§ **Description of the task**
Copy out the following lines exactly, starting with the line containing "Please put a point on the promotion" and going on through the line containing "(1320, 210)".

** START Given data **

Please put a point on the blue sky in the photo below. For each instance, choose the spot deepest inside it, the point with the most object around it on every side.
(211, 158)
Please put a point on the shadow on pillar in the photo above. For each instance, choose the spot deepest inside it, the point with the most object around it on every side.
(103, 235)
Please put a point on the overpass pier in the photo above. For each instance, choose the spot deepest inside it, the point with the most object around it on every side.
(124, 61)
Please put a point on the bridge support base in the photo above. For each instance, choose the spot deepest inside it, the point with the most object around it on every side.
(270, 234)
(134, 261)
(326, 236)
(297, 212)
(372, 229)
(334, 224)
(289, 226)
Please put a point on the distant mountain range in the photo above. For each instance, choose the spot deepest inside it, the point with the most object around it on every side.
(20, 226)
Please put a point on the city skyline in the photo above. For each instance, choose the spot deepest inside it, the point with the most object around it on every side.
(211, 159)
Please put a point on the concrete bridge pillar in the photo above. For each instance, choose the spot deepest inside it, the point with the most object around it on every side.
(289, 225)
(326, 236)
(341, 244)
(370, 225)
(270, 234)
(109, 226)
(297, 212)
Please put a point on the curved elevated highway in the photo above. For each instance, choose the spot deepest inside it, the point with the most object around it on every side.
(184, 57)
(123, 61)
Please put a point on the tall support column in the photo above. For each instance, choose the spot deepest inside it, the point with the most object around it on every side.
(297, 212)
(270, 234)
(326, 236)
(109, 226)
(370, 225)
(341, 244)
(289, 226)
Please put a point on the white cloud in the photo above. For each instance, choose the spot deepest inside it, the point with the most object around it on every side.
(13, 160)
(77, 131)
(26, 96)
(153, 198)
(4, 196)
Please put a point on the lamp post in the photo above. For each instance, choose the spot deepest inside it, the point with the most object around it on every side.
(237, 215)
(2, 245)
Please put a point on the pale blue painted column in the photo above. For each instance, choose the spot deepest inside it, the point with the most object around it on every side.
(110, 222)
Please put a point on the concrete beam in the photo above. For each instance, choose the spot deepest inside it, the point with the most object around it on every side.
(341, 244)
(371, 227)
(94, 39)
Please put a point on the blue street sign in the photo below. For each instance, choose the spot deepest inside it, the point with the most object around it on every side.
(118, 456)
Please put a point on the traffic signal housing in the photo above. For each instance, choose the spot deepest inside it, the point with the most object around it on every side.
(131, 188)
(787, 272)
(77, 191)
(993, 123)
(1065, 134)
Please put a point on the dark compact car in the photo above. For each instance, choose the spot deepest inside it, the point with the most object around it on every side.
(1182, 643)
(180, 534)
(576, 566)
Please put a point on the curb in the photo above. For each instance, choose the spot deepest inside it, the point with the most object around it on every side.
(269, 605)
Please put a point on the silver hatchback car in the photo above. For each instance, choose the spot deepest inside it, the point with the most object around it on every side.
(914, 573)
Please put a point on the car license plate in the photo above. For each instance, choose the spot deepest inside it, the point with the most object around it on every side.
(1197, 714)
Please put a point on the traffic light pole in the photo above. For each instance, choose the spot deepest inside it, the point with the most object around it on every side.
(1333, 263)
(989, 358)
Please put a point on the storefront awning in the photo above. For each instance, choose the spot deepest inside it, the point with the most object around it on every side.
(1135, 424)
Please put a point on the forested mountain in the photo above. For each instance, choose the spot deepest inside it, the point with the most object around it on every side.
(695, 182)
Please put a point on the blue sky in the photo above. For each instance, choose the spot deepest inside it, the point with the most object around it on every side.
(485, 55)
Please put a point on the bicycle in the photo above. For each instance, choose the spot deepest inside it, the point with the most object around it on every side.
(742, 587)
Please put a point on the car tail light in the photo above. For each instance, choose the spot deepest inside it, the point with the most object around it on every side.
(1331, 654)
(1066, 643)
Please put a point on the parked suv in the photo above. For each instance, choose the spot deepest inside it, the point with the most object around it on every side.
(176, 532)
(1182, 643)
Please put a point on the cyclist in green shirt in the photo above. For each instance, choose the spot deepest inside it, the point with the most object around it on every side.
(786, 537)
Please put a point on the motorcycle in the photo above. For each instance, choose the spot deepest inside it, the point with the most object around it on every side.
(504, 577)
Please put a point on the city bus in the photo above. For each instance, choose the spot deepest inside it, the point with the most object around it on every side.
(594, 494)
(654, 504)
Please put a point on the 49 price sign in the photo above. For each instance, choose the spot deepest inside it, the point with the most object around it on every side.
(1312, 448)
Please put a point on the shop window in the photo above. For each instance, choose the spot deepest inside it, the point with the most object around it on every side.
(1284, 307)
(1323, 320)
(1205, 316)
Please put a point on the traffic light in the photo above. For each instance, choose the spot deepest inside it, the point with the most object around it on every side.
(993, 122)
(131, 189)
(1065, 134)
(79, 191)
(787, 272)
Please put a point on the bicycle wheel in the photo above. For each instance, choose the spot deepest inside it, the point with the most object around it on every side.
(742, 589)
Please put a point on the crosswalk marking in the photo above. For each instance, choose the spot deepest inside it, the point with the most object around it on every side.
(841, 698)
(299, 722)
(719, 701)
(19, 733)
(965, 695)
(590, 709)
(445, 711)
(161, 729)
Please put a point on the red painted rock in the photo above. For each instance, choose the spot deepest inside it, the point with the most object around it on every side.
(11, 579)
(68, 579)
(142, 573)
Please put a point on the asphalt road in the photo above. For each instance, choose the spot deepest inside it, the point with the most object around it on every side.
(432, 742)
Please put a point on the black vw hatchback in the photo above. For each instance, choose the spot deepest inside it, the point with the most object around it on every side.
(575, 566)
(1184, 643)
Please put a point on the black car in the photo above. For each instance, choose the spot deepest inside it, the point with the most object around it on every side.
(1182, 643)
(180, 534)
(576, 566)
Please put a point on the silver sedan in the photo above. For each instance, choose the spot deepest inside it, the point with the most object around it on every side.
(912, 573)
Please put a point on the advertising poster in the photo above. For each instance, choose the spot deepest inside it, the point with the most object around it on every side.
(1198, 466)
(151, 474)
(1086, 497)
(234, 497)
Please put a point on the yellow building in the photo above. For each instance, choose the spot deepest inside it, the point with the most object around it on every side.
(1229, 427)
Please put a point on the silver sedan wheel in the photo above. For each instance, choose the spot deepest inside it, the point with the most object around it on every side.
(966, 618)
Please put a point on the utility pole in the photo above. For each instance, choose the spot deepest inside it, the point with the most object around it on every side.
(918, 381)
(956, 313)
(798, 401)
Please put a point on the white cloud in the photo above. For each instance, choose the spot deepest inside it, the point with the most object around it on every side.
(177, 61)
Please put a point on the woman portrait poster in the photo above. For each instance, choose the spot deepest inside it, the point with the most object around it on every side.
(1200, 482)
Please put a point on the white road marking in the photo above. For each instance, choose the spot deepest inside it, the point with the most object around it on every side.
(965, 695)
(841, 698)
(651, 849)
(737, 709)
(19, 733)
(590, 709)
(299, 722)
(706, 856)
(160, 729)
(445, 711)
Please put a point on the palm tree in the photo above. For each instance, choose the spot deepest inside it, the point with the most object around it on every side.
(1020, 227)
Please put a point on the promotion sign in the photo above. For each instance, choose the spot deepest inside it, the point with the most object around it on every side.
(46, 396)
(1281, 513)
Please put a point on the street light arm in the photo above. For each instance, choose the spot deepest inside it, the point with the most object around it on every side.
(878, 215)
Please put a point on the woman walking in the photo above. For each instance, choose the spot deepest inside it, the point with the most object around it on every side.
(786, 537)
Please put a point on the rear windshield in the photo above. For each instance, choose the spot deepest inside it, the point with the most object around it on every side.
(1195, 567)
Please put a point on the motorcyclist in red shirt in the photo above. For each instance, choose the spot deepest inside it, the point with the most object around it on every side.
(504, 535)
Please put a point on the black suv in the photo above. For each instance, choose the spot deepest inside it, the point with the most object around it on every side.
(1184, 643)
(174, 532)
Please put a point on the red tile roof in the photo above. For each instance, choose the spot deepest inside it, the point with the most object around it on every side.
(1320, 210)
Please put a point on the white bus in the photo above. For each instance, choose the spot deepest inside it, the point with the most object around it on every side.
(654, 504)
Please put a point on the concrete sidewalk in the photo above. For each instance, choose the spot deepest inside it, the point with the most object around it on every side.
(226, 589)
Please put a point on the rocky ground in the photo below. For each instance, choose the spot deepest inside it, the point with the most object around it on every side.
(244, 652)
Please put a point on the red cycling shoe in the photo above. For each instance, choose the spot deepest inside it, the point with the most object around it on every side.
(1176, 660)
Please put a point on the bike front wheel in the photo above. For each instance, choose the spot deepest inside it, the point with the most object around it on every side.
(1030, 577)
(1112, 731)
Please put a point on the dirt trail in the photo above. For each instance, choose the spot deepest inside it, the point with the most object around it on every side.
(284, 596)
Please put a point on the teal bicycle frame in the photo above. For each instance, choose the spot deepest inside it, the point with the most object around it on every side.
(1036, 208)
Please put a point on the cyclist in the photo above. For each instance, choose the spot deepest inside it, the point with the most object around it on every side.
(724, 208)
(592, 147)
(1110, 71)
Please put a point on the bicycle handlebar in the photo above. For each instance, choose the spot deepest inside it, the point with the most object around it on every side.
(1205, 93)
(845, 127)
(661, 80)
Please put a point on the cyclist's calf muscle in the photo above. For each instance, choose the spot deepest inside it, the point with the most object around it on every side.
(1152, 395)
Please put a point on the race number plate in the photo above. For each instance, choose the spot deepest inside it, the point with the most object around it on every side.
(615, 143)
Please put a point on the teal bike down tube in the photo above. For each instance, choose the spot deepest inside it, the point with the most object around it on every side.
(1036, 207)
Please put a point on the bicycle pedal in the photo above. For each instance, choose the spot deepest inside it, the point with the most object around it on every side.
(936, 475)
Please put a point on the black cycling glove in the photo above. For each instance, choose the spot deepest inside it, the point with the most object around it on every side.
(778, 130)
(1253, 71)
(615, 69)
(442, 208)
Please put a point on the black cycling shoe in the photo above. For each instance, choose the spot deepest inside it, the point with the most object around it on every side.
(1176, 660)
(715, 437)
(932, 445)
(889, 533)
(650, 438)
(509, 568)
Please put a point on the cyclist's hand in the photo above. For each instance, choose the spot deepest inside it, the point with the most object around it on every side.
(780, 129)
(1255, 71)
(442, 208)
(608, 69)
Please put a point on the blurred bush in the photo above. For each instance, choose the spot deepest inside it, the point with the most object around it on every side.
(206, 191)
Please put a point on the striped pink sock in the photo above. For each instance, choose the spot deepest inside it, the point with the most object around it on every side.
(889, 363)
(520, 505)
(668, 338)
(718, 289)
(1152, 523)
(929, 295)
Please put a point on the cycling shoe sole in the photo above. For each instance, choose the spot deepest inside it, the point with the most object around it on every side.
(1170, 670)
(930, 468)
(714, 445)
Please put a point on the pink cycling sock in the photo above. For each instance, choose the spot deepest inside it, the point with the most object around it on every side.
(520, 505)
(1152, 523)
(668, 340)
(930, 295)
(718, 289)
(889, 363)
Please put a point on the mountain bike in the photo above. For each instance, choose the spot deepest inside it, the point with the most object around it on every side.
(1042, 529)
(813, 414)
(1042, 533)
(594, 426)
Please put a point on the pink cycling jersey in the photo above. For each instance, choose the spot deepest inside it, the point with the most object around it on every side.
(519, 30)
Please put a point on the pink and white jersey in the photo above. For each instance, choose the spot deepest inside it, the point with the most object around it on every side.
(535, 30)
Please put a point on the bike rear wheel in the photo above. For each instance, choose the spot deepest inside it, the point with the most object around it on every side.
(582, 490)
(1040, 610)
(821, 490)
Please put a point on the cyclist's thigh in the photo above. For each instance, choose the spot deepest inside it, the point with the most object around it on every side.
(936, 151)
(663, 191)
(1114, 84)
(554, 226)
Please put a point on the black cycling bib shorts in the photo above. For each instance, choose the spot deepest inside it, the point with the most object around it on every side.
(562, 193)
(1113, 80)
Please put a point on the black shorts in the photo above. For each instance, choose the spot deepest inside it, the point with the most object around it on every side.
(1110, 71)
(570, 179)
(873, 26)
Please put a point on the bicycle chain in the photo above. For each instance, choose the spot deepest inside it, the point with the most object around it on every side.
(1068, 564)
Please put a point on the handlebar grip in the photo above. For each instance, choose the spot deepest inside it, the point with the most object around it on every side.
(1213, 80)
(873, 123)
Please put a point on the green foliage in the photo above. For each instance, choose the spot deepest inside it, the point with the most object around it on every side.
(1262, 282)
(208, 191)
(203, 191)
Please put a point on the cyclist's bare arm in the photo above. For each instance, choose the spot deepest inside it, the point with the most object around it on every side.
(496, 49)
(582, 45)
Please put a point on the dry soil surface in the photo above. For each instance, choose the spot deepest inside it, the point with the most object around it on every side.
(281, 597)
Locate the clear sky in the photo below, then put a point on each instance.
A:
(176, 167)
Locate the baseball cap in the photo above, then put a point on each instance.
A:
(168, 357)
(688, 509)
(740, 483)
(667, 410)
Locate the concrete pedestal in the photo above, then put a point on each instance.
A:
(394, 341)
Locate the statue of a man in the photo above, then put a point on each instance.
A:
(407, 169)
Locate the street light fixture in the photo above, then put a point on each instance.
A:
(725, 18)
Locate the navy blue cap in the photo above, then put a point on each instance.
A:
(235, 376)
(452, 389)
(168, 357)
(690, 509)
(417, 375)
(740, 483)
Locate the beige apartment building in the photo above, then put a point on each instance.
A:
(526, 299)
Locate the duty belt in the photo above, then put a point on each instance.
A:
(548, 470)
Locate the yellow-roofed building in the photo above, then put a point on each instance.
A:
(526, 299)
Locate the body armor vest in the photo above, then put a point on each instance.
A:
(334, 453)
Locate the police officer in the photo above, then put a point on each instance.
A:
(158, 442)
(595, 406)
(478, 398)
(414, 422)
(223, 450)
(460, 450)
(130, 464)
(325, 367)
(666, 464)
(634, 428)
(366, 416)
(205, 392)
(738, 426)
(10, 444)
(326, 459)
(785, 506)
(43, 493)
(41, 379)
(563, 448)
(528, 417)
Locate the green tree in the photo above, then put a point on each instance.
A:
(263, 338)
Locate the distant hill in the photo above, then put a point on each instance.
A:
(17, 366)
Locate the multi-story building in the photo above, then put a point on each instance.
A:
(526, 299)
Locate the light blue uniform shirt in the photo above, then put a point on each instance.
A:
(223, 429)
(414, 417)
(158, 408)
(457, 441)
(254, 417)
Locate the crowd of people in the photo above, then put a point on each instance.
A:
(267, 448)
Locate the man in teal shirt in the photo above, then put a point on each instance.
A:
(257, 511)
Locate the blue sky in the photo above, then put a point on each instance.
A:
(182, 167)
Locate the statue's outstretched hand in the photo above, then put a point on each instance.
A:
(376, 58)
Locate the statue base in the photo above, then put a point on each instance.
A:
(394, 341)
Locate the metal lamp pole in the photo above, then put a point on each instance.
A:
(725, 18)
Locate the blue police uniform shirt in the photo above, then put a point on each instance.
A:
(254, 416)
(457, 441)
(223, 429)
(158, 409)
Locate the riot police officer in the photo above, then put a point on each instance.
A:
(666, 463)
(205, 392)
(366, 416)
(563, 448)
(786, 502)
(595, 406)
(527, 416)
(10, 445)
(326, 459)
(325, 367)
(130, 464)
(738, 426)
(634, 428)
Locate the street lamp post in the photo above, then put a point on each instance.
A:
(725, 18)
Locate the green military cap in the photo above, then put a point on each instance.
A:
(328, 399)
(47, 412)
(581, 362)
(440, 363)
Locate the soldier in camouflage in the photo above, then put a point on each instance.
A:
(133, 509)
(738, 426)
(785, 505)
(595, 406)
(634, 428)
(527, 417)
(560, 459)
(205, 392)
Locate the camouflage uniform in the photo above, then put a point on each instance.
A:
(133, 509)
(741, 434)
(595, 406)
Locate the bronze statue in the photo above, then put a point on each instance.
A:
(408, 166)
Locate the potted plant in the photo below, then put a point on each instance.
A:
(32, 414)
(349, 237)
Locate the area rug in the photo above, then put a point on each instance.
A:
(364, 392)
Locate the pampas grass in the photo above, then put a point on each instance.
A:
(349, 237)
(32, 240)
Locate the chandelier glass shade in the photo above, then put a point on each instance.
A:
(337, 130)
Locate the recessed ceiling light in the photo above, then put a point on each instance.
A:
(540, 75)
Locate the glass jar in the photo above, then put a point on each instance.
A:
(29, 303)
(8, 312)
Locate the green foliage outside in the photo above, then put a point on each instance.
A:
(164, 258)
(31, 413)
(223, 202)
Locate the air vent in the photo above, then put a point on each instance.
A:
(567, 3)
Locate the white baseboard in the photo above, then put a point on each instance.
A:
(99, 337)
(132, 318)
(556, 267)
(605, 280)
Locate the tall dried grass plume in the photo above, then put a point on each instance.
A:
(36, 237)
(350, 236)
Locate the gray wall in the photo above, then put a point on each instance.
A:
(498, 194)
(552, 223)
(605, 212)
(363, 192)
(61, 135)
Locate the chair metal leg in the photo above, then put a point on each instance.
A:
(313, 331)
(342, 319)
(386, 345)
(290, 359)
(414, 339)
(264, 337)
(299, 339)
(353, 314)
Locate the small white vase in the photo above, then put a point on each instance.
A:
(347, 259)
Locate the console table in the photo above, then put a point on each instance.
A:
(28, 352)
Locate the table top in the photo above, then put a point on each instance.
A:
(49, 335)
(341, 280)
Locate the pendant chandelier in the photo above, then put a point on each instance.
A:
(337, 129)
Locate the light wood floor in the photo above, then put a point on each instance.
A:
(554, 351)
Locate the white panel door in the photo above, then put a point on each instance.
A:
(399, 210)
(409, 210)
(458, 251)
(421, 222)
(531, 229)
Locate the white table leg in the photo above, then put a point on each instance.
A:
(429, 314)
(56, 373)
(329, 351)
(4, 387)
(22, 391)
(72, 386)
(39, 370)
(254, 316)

** END Given data **

§ **Solution for this exercise**
Please put a point on the promotion sign in the photo above. For each instance, choose the spot deepest inside it, the point with the most object around it on every side.
(46, 396)
(1281, 513)
Please put a point on the street light arm in the photo above. For each instance, choose the spot deepest inside it, the point with the most object around it on every side.
(878, 215)
Please put a point on the woman walking in the photo above. For each instance, choose the spot deepest inside it, the point with the most object around it on every side.
(786, 537)
Please put a point on the rear windshield in the photo above. For each instance, choose the spot deepest inside it, the point with the most object around it on every side.
(1195, 567)
Please put a point on the motorcyclist in red shirt in the photo above. For each instance, choose the spot deepest inside it, the point with the most object around it on every side.
(504, 535)
Please put a point on the black suv in the photo above. For each instance, choose the spot deepest inside it, the point with the most object around it on every side.
(1184, 643)
(174, 532)
Please put a point on the red tile roof in the photo above. For each instance, choose the spot deepest inside it, the point with the most object around it on every side.
(1320, 210)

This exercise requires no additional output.